**WRITTEN PROBLEM 1**
From the Qveen Herby feature, list every garment named in the wardrobe credit line.
**WRITTEN PROBLEM 2**
Swap "house siding" for "exterior cladding" in the records and give the lines back with nothing else changed. Begin at the line that has "Step-by-step: (a) view the image above; (b) identify each upper" and continue through the end of the records.

**SOURCE**

+--

Feelin’ like I lost my way again
Nothin’ really changed, doin’ really great
This California lovin’ state I’m in
You do not approve of what I choose to do
And now I taste the shame in everything
Thought I did it right now I’m in my prime
Are you sure there’s not a way you can
Be a part of this amazin’ journey that I’m on?
No, it’s not too far (ooh-ooh, ooh)
You wanted sugar, you got salt
– QVEEN HERBY  “Black Sheep”,  2021

“Robin Robins, this brilliant GMA host said, ‘Make your mess, your message.’  I put out Black Sheep and people felt that. That gave me that validation. I might be able to contribute something of value to the planet using my trauma.”

QVEEN HERBY

Sequins Bodysuit, corset and Bottoms Pazadz. Jacket, Candice Cuoco. Turban, Julia Clancey.

Repurposing trauma is an advanced skill for any artist, things can get messy, but like a skilled archer Qveen Herby, has hit her target while avoiding any casualties. Industry baiting for beef or being pitted against other female musicians has been met with love and kindness not just from the artist but her fanbase.

 “The female rap scene is very niche and very special and very important. And I think with the history, of beef in hip hop, you’re naturally gonna stumble upon, you know, people that wanna fight. My fan base is the really, really respectful and really kind,  very, very high vibe. It’s a blessing. When you encounter somebody that wants to fight what happens is the fans will then attack as well. It’s so hurtful. Then to have my own fans respond with love. Like, okay, we’re good and neutralizing all of it. Then, the safe space, this idea of creating a space in my community, in my listeners and my Qveendom, as we like to call ourselves, it’s become my purpose.”

+--

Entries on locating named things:
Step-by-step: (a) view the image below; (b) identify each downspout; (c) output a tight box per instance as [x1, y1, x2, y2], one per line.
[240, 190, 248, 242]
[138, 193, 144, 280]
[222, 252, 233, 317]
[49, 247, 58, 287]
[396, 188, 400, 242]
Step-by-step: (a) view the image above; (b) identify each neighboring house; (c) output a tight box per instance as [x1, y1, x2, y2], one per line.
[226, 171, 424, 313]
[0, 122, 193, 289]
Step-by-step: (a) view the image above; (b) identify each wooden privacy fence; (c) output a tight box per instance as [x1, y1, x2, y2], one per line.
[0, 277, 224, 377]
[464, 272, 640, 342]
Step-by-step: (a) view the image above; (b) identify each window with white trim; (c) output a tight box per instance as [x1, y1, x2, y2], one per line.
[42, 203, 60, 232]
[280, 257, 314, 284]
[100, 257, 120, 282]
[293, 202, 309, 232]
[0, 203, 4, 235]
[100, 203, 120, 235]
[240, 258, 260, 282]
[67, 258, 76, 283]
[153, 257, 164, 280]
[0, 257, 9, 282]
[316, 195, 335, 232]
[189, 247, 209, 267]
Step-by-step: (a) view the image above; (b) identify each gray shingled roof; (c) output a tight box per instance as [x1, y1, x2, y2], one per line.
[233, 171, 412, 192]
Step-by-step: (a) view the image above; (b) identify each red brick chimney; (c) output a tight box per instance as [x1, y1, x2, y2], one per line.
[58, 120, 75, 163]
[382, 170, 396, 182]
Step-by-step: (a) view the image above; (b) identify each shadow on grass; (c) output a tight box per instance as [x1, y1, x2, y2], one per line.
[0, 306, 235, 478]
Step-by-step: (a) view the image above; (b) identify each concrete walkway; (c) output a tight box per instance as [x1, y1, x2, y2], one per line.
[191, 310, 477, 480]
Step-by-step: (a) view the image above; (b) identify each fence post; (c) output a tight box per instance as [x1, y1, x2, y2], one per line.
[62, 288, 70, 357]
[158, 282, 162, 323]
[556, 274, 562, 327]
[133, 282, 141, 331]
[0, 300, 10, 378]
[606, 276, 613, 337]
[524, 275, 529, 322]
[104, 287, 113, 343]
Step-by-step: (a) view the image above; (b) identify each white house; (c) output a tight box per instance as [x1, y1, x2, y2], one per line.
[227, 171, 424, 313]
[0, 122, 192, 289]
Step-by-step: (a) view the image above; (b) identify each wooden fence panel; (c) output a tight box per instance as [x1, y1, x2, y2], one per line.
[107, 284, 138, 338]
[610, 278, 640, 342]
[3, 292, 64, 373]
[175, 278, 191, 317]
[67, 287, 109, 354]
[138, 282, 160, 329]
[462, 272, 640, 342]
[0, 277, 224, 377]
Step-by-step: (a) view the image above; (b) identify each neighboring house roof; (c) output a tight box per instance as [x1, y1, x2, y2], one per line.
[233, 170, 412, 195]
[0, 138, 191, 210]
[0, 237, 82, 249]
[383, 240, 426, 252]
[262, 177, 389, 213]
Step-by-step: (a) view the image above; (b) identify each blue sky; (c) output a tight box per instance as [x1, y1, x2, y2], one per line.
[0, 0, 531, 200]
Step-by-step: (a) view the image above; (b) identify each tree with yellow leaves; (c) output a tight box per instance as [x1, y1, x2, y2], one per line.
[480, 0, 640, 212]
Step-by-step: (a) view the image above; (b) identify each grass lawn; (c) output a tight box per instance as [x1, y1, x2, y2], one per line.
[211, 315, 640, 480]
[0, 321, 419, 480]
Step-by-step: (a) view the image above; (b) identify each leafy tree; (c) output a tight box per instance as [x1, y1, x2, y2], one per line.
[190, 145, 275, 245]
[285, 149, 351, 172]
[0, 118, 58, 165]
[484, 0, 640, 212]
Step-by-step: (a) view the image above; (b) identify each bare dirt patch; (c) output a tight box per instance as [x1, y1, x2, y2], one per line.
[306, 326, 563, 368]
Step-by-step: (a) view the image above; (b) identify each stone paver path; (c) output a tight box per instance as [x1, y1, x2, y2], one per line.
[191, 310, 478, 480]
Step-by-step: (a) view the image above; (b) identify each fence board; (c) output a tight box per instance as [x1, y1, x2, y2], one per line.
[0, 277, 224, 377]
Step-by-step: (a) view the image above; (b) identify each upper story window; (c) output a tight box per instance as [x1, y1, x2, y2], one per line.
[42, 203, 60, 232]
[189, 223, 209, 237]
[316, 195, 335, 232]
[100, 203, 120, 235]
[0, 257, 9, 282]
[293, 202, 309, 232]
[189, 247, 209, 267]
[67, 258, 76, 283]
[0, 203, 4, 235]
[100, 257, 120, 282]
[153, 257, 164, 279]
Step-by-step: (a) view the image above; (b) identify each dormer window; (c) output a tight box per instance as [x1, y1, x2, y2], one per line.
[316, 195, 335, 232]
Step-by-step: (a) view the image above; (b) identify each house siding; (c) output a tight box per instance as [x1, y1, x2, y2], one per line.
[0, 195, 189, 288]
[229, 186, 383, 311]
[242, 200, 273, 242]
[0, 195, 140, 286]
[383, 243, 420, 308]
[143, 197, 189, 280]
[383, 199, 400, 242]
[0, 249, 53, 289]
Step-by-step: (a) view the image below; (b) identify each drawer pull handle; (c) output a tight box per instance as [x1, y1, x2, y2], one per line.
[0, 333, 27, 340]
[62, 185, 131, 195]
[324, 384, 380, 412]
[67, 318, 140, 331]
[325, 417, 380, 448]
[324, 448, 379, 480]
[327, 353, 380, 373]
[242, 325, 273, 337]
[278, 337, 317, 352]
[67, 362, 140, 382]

+--

**CORRECT OUTPUT 1**
Sequins bodysuit, corset, bottoms, jacket, turban

**CORRECT OUTPUT 2**
Step-by-step: (a) view the image above; (b) identify each upper story window; (c) output a tight box per instance as [x1, y1, x2, y2], one per line.
[42, 203, 60, 232]
[189, 223, 209, 237]
[316, 195, 335, 232]
[100, 203, 120, 235]
[0, 257, 9, 282]
[293, 202, 309, 232]
[189, 247, 209, 267]
[67, 258, 76, 283]
[0, 203, 4, 235]
[100, 257, 120, 282]
[153, 257, 164, 279]
Step-by-step: (a) view the image above; (b) identify each dormer window; (c) output a tight box per instance as [x1, y1, x2, y2], one per line.
[316, 195, 335, 232]
Step-by-step: (a) view the image above; (b) identify each exterior cladding; (c) output a tight box per instance as [x1, y1, x2, y2], one per line.
[0, 195, 189, 288]
[229, 186, 383, 311]
[242, 200, 273, 242]
[0, 195, 140, 286]
[383, 243, 420, 308]
[143, 197, 189, 280]
[383, 199, 400, 242]
[0, 249, 53, 289]
Step-by-step: (a) view the image below; (b) identify each drawer pull handle; (c) output a tight box per instance as [x1, y1, x2, y2], one per line.
[0, 333, 27, 340]
[62, 185, 131, 195]
[324, 384, 380, 412]
[67, 318, 140, 331]
[325, 417, 380, 448]
[324, 448, 379, 480]
[327, 353, 380, 373]
[242, 325, 273, 337]
[278, 337, 317, 352]
[67, 362, 140, 382]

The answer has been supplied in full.